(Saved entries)
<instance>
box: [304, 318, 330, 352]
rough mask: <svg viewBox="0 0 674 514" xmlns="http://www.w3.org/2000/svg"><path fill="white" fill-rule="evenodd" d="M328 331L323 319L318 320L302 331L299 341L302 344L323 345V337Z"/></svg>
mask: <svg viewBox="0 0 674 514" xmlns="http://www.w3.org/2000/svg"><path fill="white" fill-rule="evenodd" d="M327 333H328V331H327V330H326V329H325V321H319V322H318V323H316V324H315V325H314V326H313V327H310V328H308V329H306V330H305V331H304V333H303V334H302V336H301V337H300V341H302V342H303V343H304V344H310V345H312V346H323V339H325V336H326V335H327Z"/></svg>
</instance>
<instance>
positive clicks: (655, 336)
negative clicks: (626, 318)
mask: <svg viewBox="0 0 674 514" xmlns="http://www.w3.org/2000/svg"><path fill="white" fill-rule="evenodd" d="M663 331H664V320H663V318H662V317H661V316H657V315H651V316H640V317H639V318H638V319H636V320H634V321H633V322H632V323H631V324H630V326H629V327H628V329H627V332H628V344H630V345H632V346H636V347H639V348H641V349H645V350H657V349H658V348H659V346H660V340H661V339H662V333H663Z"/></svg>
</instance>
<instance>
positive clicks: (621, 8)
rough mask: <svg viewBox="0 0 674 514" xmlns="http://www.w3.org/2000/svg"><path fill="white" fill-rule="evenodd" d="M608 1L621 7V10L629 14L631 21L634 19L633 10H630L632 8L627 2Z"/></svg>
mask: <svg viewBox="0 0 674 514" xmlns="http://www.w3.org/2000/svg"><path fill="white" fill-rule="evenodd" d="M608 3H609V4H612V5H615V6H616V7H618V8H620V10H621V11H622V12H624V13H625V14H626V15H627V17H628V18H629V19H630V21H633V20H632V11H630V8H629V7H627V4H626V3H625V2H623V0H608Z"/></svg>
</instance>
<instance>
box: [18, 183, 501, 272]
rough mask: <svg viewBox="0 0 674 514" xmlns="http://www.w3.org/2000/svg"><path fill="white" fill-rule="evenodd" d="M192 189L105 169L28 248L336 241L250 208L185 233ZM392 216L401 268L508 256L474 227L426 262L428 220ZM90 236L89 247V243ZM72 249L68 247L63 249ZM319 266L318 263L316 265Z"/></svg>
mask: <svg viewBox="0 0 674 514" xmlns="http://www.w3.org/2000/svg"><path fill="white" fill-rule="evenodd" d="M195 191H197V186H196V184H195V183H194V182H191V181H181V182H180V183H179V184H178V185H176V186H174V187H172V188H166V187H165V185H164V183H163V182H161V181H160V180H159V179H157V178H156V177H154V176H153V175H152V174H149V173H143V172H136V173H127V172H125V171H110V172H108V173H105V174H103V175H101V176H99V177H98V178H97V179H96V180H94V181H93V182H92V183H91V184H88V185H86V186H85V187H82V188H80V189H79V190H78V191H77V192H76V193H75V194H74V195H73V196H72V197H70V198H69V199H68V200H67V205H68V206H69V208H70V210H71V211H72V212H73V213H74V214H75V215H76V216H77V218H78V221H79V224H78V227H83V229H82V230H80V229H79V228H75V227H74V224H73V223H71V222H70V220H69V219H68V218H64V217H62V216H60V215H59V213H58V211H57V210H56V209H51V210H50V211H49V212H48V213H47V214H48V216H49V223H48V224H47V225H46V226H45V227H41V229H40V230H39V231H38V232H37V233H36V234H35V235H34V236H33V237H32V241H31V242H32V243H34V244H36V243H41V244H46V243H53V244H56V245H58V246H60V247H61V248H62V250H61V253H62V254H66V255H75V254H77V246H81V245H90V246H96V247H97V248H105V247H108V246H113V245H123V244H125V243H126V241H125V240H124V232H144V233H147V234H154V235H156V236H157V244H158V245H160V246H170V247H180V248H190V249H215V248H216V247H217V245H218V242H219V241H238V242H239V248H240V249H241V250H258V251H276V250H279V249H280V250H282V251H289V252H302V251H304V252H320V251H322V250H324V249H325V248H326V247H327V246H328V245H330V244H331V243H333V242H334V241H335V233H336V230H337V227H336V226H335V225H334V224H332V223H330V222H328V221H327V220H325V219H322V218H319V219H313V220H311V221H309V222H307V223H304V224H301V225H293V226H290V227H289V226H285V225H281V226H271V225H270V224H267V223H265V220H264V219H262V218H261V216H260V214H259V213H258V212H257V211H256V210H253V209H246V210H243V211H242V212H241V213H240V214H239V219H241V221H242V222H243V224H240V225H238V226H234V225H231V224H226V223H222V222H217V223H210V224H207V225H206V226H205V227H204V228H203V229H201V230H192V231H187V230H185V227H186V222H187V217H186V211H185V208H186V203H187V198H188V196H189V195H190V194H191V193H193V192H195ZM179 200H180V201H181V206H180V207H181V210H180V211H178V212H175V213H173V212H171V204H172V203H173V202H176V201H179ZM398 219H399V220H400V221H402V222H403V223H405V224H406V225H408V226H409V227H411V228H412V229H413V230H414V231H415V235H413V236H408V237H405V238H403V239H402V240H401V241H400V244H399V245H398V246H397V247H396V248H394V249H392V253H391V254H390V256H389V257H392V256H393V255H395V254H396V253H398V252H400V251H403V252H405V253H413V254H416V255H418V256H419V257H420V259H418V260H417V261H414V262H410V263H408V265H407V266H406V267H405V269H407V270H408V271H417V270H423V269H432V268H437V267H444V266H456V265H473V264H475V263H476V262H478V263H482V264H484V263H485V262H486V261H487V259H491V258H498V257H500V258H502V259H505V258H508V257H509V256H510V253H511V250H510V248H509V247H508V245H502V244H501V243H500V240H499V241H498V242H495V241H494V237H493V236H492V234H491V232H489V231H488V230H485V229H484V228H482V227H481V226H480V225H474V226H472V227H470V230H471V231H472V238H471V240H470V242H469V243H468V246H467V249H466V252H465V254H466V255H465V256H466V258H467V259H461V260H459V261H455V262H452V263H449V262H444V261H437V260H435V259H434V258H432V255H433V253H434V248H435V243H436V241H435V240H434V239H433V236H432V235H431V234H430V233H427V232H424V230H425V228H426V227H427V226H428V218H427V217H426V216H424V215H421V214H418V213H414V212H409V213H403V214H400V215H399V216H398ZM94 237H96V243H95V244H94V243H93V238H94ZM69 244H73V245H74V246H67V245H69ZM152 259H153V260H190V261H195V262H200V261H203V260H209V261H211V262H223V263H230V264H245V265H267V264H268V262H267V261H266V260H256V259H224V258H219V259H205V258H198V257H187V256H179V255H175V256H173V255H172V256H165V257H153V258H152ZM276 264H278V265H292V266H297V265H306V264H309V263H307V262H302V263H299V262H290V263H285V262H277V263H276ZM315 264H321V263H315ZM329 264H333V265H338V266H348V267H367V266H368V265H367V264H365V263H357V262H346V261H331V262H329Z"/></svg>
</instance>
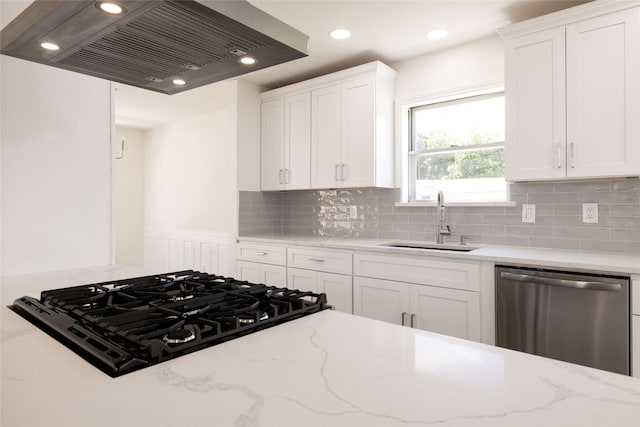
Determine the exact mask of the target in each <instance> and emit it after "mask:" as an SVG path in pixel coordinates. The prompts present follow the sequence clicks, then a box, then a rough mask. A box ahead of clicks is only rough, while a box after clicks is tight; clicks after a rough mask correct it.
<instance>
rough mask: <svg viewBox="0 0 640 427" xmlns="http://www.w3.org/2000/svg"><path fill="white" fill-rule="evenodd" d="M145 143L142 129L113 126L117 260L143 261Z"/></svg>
mask: <svg viewBox="0 0 640 427" xmlns="http://www.w3.org/2000/svg"><path fill="white" fill-rule="evenodd" d="M123 138H124V140H125V148H124V152H122V139H123ZM144 147H145V146H144V131H143V130H140V129H133V128H129V127H122V126H118V127H116V132H115V137H114V138H113V153H114V160H113V203H114V225H115V230H114V232H115V262H116V264H127V265H139V266H142V265H143V263H144V244H143V243H144ZM116 157H122V158H121V159H118V158H116Z"/></svg>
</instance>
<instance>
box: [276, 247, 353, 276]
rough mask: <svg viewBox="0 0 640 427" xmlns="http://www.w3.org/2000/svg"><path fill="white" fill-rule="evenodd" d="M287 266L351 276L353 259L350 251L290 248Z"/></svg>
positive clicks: (288, 254) (294, 247)
mask: <svg viewBox="0 0 640 427" xmlns="http://www.w3.org/2000/svg"><path fill="white" fill-rule="evenodd" d="M287 253H288V256H287V260H288V263H287V265H288V266H289V267H295V268H304V269H307V270H316V271H324V272H327V273H338V274H351V273H352V272H353V265H352V264H353V258H352V253H351V252H349V251H341V250H332V249H309V248H295V247H294V248H289V249H288V250H287Z"/></svg>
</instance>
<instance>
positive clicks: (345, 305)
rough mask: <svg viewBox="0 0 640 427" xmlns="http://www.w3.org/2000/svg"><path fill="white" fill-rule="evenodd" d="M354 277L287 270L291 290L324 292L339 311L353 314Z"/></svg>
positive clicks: (333, 273) (335, 308) (288, 278)
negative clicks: (300, 290) (352, 292)
mask: <svg viewBox="0 0 640 427" xmlns="http://www.w3.org/2000/svg"><path fill="white" fill-rule="evenodd" d="M351 281H352V276H350V275H349V276H347V275H344V274H335V273H324V272H321V271H312V270H303V269H300V268H288V269H287V283H288V287H289V288H290V289H301V290H305V291H311V292H316V293H320V292H324V293H325V294H327V302H328V303H329V305H331V306H333V308H334V309H335V310H337V311H342V312H343V313H349V314H352V313H353V295H352V285H351Z"/></svg>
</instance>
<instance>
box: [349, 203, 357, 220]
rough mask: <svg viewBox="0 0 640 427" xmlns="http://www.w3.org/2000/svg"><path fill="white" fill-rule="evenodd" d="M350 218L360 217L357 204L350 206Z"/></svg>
mask: <svg viewBox="0 0 640 427" xmlns="http://www.w3.org/2000/svg"><path fill="white" fill-rule="evenodd" d="M349 218H350V219H358V207H357V206H349Z"/></svg>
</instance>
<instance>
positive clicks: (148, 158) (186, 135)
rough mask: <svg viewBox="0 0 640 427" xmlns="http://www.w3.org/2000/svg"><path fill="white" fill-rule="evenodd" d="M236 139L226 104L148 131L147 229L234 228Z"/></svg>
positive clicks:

TASK PROMPT: Reproduce the listing above verbatim, beginning at its first line and continuing through the line containing "331L323 319L318 320L302", including both of those lines.

SOLUTION FOR THIS TASK:
<instance>
box: [304, 318, 330, 352]
rough mask: <svg viewBox="0 0 674 514" xmlns="http://www.w3.org/2000/svg"><path fill="white" fill-rule="evenodd" d="M328 331L323 319L318 320L302 331L299 341L302 344L323 345V337Z"/></svg>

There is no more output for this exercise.